▶
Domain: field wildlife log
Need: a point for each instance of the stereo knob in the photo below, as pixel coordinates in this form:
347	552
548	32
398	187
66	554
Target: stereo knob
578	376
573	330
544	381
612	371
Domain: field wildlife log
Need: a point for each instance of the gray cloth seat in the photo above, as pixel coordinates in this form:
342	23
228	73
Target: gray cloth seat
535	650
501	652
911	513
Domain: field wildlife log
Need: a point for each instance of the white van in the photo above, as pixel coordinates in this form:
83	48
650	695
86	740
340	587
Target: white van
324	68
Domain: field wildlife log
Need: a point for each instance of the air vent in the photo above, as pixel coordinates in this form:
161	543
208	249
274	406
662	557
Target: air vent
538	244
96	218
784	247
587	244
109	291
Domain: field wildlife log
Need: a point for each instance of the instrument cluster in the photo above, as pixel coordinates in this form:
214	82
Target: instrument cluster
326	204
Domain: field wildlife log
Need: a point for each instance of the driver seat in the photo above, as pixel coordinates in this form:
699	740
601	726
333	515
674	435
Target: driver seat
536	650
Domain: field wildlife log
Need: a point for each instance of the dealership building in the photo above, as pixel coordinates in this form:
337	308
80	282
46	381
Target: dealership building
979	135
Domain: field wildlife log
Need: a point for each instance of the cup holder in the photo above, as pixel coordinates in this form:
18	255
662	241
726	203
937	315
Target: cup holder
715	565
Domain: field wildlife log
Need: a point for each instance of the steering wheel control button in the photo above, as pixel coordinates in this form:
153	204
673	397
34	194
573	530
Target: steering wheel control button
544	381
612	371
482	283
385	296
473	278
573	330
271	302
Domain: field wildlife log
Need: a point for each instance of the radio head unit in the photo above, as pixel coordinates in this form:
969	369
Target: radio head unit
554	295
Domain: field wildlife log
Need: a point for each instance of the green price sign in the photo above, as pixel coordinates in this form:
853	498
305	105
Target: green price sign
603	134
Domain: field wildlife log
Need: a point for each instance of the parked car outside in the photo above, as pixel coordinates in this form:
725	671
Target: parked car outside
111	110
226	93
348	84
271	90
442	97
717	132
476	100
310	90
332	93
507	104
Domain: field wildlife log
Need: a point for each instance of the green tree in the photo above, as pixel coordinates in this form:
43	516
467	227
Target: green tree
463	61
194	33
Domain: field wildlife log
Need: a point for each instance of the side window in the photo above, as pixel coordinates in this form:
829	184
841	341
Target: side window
◀
Beginning with the line that has "Need: a point for each instance of the green price", set down every line of the entries above through the final one, unchanged.

Need: a point for each instance of the green price sign in the photo above, as pixel coordinates in this form:
853	498
305	105
Target: green price sign
603	134
Domain: field wildlife log
Need: a point for each instance of the parked car outside in the photo above, as pixel coordinates in this form:
725	671
Target: parked car outside
111	110
226	93
348	84
271	90
442	97
717	132
476	100
310	90
332	93
507	104
Domain: field wildlife log
Need: a point for each instance of the green tree in the photo above, as pixel coordinates in this form:
43	516
467	227
Target: green tree
463	61
194	33
Domain: field wildlife log
Need: a point for each instance of the side window in the photo above, as pixel coordinates in this form:
829	184
841	341
Target: side window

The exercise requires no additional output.